Required task A:
In the excerpted passage below, what couples the L3 caches to main memory 230?

Excerpted passage:
## begin
PRIVATE CLOUD 106 is similar to public cloud 105, except that the computing resources are only available for use by a single enterprise. While private cloud 106 is depicted as being in communication with WAN 102, in other embodiments a private cloud may be disconnected from the internet entirely and only accessible through a local/private network. A hybrid cloud is a composition of multiple clouds of different types (for example, private, community or public cloud types), often respectively implemented by different vendors. Each of the multiple clouds remains a separate and discrete entity, but the larger hybrid cloud architecture is bound together by standardized or proprietary technology that enables orchestration, management, and/or data/application portability between the multiple constituent clouds. In this embodiment, public cloud 105 and private cloud 106 are both part of a larger hybrid cloud.



FIG. 2 illustrates an example system 200, according to one embodiment. In certain embodiments, the system 200 is implemented within the computing environment 100 depicted in FIG. 1. The system 200 includes, without limitation, multiple clusters 2401-M, L3 caches 2151-M, and main memory 230. The L3 caches 2151-M are coupled to main memory 230 via a bus (or interconnect) 250. Each L3 cache 215 includes an L3 directory 220, which generally keeps track of which cluster 240 in the system 200 owns which lines of memory. For example, each L3 directory 220 may be an inclusive directory that keeps track of which cluster 240 owns which lines of memory, includes copies of the cache lines, or a combination thereof.


Main memory 230 is generally representative of the main memory storage of the system 200 and may include random access memory (RAM) as well as supplemental levels of memory, such as cache memories, non-volatile or backup memories (e.g., programmable or flash memories), and read-only memories, as illustrative, non-limiting examples. The main memory 230 may include memory storage physically located in the system 200 or on another computing device coupled to the system 200.
## end
Required task B:
Count the lines of the entries below that contain the string "dock", treating case as significant, and give only the number.

Records provided:
## begin
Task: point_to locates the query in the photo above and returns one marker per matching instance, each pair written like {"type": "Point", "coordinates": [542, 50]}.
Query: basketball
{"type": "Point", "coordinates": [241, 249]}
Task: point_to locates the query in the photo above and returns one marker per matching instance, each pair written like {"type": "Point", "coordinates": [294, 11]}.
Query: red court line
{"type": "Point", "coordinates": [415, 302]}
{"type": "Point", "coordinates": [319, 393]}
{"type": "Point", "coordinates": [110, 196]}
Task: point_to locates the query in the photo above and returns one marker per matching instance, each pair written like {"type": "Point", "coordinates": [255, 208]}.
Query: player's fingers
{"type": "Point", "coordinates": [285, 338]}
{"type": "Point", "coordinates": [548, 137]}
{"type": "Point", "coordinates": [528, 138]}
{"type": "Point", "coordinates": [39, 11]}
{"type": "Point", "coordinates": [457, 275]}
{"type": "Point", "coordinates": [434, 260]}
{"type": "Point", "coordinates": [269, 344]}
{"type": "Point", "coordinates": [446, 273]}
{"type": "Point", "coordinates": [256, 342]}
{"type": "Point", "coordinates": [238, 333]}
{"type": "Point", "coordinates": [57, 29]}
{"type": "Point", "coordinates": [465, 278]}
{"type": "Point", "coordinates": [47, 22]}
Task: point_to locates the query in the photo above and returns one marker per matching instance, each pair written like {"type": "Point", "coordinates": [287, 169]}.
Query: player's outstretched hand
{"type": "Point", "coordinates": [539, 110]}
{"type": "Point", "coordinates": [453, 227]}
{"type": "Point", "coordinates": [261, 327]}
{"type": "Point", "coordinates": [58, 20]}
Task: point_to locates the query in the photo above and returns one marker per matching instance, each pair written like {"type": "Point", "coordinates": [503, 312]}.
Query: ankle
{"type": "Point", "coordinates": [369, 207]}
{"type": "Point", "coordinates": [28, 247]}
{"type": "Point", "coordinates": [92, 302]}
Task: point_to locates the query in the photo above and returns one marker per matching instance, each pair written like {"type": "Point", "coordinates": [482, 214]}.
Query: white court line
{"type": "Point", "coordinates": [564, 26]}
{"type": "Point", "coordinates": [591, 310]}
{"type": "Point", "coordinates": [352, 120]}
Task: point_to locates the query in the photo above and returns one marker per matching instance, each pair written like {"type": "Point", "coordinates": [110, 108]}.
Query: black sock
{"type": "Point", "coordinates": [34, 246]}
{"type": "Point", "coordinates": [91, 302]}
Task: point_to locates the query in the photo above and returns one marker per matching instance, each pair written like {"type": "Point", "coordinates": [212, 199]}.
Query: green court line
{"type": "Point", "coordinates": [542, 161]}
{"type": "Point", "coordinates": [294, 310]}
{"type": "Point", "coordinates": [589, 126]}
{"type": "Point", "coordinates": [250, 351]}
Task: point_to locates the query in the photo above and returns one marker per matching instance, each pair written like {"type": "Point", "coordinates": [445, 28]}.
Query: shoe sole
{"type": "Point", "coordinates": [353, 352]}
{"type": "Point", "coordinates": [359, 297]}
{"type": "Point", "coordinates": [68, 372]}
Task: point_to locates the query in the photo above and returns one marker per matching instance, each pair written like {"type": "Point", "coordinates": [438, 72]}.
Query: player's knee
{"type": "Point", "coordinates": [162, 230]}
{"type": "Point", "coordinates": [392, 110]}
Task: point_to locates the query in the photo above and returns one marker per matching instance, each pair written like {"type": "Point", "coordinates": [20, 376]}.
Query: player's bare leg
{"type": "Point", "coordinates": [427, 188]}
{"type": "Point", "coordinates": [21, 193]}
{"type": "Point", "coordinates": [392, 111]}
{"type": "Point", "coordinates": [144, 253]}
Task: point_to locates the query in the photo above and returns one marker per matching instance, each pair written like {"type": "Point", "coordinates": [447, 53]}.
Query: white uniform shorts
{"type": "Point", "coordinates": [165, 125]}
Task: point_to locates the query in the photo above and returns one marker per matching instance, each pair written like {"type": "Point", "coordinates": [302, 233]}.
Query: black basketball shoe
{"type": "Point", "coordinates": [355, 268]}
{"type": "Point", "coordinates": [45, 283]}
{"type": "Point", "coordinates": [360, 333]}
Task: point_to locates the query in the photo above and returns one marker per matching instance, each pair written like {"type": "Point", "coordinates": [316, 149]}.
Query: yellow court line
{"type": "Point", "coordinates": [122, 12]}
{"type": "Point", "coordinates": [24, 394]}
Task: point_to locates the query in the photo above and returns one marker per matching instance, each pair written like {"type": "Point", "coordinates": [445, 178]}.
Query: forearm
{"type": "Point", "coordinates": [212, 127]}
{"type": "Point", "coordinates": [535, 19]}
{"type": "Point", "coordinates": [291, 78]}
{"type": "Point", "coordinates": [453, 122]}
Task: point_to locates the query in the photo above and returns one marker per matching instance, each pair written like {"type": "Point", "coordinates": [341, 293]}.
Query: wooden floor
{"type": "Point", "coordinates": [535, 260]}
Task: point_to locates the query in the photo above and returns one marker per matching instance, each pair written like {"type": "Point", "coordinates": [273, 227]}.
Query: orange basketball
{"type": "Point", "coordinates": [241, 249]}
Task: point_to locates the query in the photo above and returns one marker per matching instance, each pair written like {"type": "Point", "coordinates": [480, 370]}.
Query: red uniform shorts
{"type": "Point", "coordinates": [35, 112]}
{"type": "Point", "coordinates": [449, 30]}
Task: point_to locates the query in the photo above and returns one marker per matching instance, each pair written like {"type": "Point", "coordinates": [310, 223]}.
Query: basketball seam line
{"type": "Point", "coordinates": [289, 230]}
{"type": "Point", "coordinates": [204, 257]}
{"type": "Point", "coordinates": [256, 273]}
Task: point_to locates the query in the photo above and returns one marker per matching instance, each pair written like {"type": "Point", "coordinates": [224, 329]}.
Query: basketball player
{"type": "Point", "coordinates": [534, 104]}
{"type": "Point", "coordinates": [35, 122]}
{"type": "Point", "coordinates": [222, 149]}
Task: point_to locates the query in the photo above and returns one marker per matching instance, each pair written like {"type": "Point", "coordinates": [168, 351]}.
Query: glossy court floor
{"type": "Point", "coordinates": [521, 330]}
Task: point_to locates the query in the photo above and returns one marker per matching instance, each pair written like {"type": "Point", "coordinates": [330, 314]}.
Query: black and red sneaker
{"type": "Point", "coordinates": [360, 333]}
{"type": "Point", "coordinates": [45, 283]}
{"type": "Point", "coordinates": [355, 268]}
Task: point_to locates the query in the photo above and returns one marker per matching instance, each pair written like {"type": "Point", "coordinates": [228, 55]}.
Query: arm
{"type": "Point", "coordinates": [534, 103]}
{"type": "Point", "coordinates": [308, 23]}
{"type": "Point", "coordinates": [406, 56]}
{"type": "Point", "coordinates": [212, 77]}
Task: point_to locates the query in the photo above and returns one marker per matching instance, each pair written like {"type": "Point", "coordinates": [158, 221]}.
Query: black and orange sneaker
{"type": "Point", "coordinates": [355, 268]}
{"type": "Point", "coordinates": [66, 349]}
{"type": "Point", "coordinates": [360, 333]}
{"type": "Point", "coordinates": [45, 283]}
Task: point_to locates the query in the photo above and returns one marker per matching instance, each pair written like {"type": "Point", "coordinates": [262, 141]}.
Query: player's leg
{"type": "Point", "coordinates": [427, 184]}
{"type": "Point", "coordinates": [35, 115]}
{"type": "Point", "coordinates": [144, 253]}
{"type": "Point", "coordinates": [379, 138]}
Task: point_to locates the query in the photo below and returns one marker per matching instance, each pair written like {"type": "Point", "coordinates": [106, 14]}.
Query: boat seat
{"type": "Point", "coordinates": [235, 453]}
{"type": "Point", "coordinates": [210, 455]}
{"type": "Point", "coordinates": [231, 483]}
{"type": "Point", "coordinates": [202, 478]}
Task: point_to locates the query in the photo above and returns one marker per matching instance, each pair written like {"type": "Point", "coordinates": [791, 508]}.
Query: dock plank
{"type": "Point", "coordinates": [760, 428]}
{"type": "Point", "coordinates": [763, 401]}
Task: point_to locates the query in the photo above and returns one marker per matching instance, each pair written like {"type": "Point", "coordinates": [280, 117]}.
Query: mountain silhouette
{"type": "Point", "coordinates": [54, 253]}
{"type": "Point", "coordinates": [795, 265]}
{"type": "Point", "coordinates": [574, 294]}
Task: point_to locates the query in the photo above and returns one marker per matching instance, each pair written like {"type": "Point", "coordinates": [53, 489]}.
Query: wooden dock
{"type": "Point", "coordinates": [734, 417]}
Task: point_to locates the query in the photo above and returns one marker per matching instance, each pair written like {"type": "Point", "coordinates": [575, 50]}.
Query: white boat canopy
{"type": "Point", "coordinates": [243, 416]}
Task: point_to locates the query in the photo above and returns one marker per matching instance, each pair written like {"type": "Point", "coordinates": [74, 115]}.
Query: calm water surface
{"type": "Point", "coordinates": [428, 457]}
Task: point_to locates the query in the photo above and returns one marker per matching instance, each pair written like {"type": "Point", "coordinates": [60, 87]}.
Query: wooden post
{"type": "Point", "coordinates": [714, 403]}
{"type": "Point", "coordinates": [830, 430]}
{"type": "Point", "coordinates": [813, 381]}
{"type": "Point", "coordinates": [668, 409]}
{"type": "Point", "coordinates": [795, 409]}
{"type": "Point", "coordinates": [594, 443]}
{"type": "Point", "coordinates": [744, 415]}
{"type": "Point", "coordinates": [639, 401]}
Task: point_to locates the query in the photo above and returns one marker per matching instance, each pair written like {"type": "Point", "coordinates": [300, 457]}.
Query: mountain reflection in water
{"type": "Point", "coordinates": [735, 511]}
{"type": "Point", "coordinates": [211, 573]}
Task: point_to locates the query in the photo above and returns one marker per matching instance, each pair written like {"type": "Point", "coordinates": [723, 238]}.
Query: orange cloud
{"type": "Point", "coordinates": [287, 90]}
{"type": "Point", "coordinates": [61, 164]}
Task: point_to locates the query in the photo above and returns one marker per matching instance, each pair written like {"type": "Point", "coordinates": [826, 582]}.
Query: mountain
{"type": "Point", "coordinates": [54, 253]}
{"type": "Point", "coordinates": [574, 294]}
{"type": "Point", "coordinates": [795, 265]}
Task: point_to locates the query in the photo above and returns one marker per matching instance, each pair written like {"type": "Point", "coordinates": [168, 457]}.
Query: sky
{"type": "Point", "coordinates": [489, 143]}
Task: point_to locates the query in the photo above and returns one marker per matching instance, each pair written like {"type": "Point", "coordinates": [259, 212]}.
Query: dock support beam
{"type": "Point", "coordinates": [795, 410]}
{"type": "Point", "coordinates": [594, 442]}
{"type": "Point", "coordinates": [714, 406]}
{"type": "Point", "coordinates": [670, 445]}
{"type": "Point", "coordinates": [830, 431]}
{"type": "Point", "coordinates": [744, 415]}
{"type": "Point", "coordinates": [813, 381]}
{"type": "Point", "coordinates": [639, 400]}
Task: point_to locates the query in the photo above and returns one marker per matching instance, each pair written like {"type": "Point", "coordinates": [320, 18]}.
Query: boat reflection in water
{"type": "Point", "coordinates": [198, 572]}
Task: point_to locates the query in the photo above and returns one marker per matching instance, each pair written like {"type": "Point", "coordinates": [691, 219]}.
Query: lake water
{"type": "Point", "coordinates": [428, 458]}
## end
Task solution A:
A bus (or interconnect) 250.

Task solution B:
3